Computer States

In addition to Cyber Squatters (CSQs) hijacking trademarks, personal names, and other intellectual property, lawsuits involving libel, defamation, and product liability are creating legal quagmires for Internet users. Consider a case involving Dow Jones and an Australian industrialist over an allegedly defamatory article that appeared on a U.S – based Dow Jones Web sites. The plaintiff sued Dow Jones, the Web site owner, as the author of the article. Dow Jones argued that the suit should be tried in a New Jersey court, where its servers, the point of publication, are located. The Australian argued that the suit should be brought to Australia because that is where his reputation had been damaged. Australian law favors plaintiffs, whereas in the United States First Amendment rights demand a high burden of proof in libel cases. Australian courts sided with the plaintiff.

It is easy to imagine many situations where the actions of companies or information posted on a site can lead to lawsuit when internet content is lawful in one country but not in the host country. For example, an American studio that makes a movie with nude scenes could be prosecuted in a country that bans nudity in movies. Not only would the movie studio be libel, but the Internet service provider could be liable for material posted on its Web site. Writers and publishers could face libel suits in countries with laws restrictive of free speech where weak or nonexistent free speech protections are tool to intimate and censor. Internet publishers or individual Web site owners fear they can be sue for defamation from any or many jurisdictions, merely because their articles can be downloaded anywhere in the World. Lawsuits involving libel, defamation, and product liability cause companies to voluntarily restrict their Web sites to selected countries rather than leave themselves open to legal action. The Internet is not a libel free zone.

The United States has taken a giant step in dealing with domain names pirates by passing the Anti Cyber Squatting Consumer Protection Act (ACPA) and the World Intellectual Property Organization (WIPO) established a structure through the Internet Corporation for Assigned Names and Numbers (ICANN) in which anyone registering a domain name with complying registries must agree to dispute resolution. This is known as the Uniform Dispute Resolution Policy (UDRP). Neither the ACPA nor the UDPR provides all safe ways of recovering a domain name once it has been cyber squatted.

A study indicated that protection is needed for geographical names, ethnic groups, and pharmaceutical substances, all of which have been appropriated by CSQs. These abuses will continue unless preventive steps are taken. Agencies like the Artists Coalition against Piracy (ACAP), DRS and WIPO are useful, but besides being costly the only address disputes involving sites using names that are trademarked and have commercial value or are so well known they have common law trademark rights. Even though protection from cyber squatters is not perfect, if a business has taken steps to properly defend its brand names, trade names, or product names and properly registers them, it greatly enhances its ability to defend against improper use of the name by a third party. Countries that recognize intellectual property will generally refer to those laws to resolve disputes.

Most country’s courts are inclined to assert jurisdiction over online activity, where originates, so long as harm is experienced locally and the sense is that the party responsible either knew or ought to have known that the harm was a likely consequence of its actions. Most agree, though, that laws that are expressly designed to apply not just in a single country but worldwide are necessary to untangle the legal hassles that are occurring.

Of 100 business leaders polled by the International Chamber of Commerce, more than one third said legal uncertainty covering Internet operations affected significant decisions. The most immediate impact, according to the ICC, is clear: many online merchants refuse to sell outside their home countries.

Dataset entries
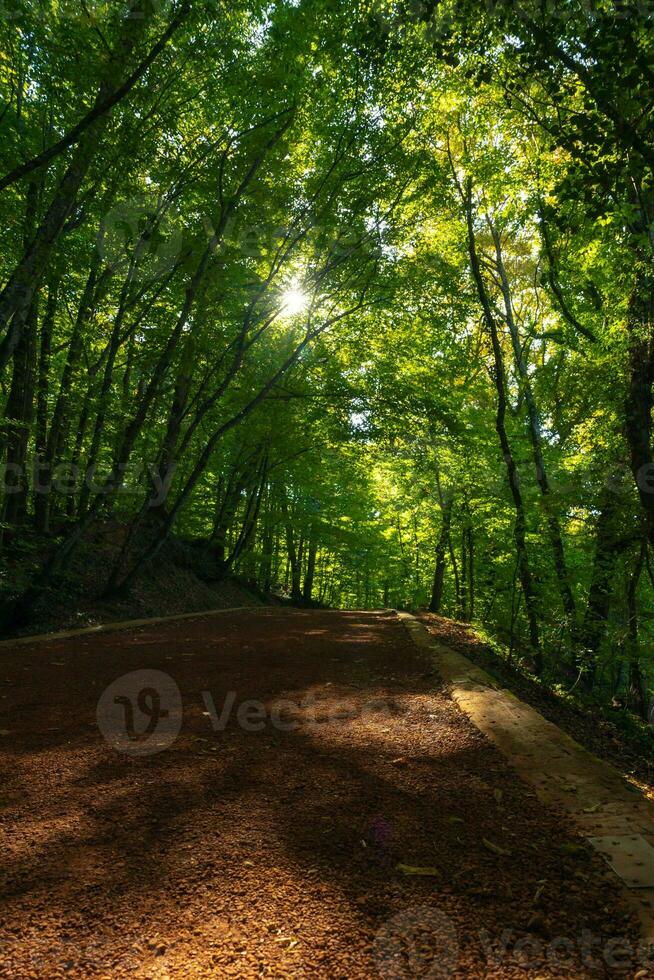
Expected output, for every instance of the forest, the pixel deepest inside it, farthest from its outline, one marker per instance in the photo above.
(355, 299)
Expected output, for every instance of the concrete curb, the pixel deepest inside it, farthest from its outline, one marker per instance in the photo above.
(601, 803)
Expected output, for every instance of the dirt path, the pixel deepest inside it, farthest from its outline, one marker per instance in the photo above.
(270, 846)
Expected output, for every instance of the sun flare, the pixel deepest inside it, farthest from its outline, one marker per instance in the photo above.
(294, 300)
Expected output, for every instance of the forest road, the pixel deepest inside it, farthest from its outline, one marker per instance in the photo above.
(277, 793)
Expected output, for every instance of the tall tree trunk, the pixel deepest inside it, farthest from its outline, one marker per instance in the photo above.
(312, 551)
(535, 434)
(520, 525)
(638, 408)
(441, 547)
(636, 696)
(42, 392)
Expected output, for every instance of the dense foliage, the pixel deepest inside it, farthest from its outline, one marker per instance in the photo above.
(360, 296)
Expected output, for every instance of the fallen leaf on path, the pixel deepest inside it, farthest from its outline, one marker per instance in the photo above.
(571, 848)
(410, 869)
(495, 848)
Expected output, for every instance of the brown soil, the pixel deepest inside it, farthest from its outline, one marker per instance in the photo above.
(586, 725)
(275, 853)
(182, 579)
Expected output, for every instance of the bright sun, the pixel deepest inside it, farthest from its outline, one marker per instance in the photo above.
(294, 300)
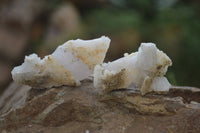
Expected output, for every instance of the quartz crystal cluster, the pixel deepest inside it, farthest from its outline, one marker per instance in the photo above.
(76, 60)
(144, 69)
(68, 65)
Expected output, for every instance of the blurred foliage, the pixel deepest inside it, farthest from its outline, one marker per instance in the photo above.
(174, 25)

[TASK]
In the text on Internet legal disputes, where did Dow Jones argue the defamation suit should be tried, and why?

[RESULT OF THE EXERCISE]
In a New Jersey court, because its servers, the point of publication, are located there.